── Supplied passage
The spacers in CRISPR arrays record the history of phages infecting bacterial hosts. We observed that 65% (n = 275) of the 421 phage scaffolds were linked to 2–38 bacterial scaffolds and 72% (n = 239) of the 321 bacterial scaffolds were “attacked” by multiple phage scaffolds (n ≥ 2) (Fig. 4, Additional file 3: Table S4). As shown in Fig. 4, most bacterial genera can be infected by phages from all three families in the order Caudovirales. A number of bacterial scaffolds harbor CRISPR arrays with multiple spacers matching to the same phage scaffolds (Fig. 4, Additional file 3: Table S4). These observations demonstrated a close and co-evolutionary interaction between phages and bacteria existing in the human gut.
Significant alterations of the gut phageome in T2D were observed and validated
A previous study indicated that the gut bacteriome is associated with T2D . Considering the predator–prey relationship between the gut phages and bacteria, we expected to observe a reciprocal interaction between the phageome and bacteriome in the control and T2D samples. We first profiled the gut phageome in the human gut samples by defining pOTUs. The relative number for each pOTU in the samples was calculated according to the protocol described in the “Methods” section. Interestingly, we found that the relative numbers of the Myoviridae, Podoviridae, Siphoviridae, and unclassified_Caudovirales families increased significantly (p < 0.05, FDR < 0.25, Wilcoxon test) in the T2D samples (Fig. 5a). The phage alterations were further traced to the lowest-level taxon. We defined the core pOTUs (n = 58) as those that existed in more than 2/3 (n > 96) of the samples. Of these, 7 core pOTUs (4 Siphoviridae, 2 Podoviridae, and 1 unclassified family) were significantly different (p < 0.05, FDR < 0.25) between the T2D and control groups. Interestingly, all increased in terms of the relative number in the T2D group (Fig. 5a). The inferred bacterial hosts of these pOTUs were putatively from the bacterial genera Enterobacteria, Escherichia, Lactobacillus, Pseudomonas, and Staphylococcus. We reanalyzed the overall different bacterial taxa between the T2D and control samples using MetaPhlAn and LEfSe (LDA score > 3) (Fig. 5b and Additional file 2: Figure S7), showing that the alterations of the gut phageome do not agree with the changes in the putative bacterial hosts.
To validate the significant alterations, we analyzed the 7 pOTUs in a separate stage II dataset with a larger sample size, containing 225 T2D (n = 116) and control (n = 109) samples from Chinese adult individuals. We verified that all 7 pOTUs were significantly correlated (p < 0.05 and FDR < 0.25) with T2D (Additional file 3: Table S5). In this independent dataset, more pOTUs were associated with T2D, and the relative numbers of these pOTUs increased as well (Additional file 3: Table S5).
────
Exercise details = From the passage on gut phages and type 2 diabetes, copy the part that opens with the words containing "To validate the" and closes with "well (Additional file 3: Table S5).".
── Source material
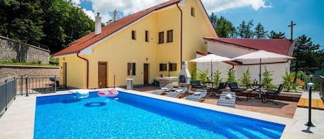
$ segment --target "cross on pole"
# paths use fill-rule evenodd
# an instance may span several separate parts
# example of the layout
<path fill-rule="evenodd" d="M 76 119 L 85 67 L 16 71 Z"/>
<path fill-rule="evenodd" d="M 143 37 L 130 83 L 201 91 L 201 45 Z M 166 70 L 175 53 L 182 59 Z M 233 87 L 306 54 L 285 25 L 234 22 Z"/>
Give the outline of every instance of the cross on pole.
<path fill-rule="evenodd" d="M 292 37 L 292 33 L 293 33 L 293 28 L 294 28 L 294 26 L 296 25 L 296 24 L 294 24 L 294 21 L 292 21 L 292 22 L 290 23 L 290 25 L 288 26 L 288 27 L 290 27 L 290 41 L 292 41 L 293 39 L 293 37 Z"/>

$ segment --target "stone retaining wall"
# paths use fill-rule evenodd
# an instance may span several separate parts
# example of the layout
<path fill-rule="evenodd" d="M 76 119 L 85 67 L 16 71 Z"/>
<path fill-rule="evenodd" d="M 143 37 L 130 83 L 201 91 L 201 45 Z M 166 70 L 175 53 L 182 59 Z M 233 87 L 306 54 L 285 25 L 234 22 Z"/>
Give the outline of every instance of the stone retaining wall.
────
── Source material
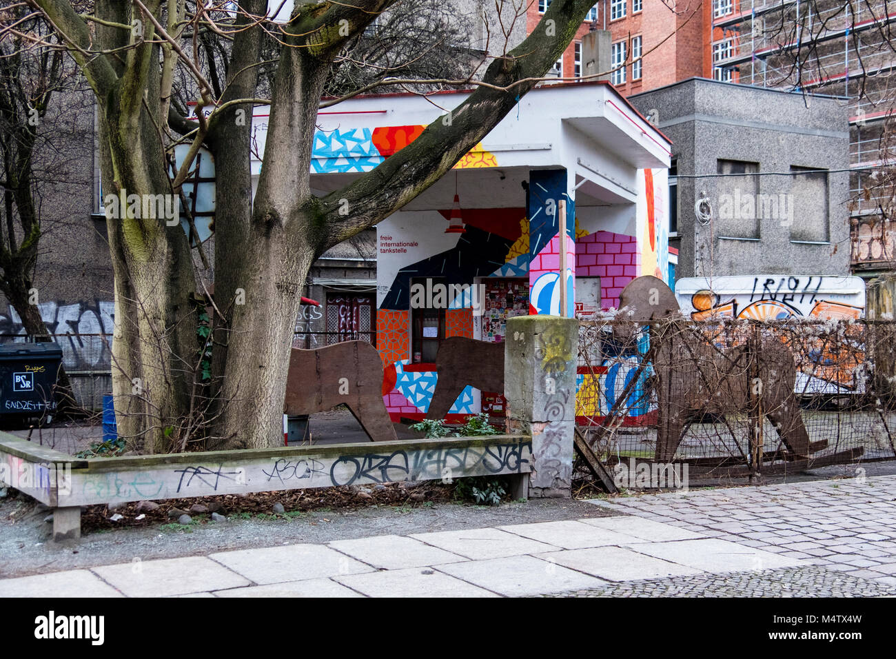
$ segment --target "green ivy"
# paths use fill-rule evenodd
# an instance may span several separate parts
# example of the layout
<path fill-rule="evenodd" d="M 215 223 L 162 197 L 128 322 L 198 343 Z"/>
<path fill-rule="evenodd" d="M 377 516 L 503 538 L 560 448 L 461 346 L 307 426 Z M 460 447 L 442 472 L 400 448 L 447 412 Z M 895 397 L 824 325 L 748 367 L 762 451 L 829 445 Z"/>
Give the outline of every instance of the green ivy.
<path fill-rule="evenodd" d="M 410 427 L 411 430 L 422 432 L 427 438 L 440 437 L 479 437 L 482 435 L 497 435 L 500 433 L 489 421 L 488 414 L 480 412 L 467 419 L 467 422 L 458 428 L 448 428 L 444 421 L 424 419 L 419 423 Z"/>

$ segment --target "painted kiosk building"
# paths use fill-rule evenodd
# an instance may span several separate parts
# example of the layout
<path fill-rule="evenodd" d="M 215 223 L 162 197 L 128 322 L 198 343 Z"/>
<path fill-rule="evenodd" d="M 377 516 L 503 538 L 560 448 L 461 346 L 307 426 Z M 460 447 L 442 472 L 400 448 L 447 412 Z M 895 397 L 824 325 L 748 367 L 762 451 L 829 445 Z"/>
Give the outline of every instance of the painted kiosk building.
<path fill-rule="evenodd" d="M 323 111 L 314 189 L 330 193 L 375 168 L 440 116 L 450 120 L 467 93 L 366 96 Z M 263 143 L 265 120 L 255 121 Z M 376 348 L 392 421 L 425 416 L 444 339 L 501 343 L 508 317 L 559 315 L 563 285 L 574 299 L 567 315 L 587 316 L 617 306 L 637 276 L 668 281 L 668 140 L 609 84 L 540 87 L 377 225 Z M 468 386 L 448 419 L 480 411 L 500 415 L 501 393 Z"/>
────
── Source material
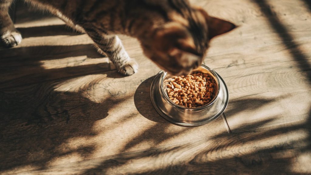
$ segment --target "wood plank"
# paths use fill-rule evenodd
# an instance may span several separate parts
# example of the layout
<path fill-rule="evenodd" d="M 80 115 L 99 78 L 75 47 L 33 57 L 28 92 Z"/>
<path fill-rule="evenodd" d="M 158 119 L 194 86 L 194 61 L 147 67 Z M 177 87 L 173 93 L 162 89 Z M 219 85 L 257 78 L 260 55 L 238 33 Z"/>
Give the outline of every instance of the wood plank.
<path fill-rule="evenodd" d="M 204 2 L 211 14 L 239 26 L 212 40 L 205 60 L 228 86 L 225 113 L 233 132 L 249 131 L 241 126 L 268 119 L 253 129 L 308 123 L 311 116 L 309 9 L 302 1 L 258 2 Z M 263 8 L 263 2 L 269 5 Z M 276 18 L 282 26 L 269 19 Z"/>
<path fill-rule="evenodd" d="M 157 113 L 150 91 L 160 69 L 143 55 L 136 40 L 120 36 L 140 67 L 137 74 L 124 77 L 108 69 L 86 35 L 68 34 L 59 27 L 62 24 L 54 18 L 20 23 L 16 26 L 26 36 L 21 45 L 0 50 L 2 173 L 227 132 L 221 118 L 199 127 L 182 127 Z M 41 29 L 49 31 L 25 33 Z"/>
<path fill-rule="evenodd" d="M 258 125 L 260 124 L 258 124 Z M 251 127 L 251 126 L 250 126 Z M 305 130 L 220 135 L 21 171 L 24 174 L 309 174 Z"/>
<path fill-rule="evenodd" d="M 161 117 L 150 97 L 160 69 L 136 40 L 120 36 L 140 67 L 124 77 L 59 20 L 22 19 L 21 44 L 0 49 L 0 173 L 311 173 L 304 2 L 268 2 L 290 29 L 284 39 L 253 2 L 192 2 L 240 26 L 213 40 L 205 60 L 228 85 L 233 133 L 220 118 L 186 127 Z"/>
────
Solution =
To validate the significant alterations, we analyzed the 7 pOTUs in a separate stage II dataset with a larger sample size, containing 225 T2D (n = 116) and control (n = 109) samples from Chinese adult individuals. We verified that all 7 pOTUs were significantly correlated (p < 0.05 and FDR < 0.25) with T2D (Additional file 3: Table S5). In this independent dataset, more pOTUs were associated with T2D, and the relative numbers of these pOTUs increased as well (Additional file 3: Table S5).